Content starts
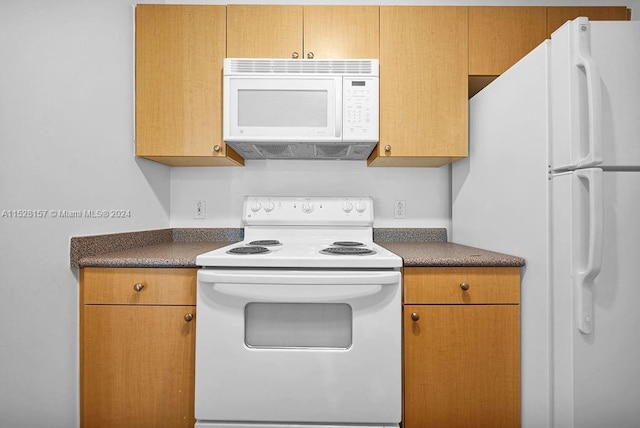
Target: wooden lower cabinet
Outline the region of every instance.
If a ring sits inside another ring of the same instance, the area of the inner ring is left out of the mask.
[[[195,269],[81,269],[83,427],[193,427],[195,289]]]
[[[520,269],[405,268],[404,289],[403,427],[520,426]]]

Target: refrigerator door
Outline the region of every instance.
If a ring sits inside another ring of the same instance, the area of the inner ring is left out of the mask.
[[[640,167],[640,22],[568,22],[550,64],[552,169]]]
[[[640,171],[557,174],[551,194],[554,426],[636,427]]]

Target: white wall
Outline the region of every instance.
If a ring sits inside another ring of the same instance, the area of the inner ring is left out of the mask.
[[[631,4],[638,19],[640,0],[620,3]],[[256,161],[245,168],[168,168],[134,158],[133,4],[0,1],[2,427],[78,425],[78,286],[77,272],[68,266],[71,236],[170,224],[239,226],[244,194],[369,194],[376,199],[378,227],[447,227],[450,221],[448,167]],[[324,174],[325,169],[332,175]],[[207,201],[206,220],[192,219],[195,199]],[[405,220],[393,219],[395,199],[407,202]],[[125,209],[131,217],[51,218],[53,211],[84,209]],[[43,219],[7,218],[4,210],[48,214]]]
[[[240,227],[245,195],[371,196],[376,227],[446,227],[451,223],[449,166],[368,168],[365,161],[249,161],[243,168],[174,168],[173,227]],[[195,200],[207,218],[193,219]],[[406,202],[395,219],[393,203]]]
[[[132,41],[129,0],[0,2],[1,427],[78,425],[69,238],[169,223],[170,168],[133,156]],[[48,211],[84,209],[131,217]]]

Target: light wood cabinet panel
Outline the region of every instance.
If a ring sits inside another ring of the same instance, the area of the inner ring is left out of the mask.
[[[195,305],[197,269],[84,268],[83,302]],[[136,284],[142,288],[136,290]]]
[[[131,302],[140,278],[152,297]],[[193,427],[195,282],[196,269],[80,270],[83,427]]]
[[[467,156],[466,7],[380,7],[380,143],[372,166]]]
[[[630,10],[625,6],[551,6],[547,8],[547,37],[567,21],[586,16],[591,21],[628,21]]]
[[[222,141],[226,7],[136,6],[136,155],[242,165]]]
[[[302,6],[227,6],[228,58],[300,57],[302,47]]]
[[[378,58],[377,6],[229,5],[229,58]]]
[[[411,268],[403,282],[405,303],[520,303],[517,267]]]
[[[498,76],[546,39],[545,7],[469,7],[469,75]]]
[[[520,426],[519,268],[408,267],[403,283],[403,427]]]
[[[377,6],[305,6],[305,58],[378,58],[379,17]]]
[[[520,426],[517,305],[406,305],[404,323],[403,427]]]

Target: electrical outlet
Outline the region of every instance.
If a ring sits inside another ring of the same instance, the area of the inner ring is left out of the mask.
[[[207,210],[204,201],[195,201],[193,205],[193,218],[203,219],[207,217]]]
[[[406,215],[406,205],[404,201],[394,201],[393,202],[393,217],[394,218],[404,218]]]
Content ends
Search the data for the string "Target" and copy out every line where it is found.

*Your solution*.
Target: wooden lower cabinet
Target: refrigerator door
Target: white wall
Target: light wood cabinet panel
Target: electrical outlet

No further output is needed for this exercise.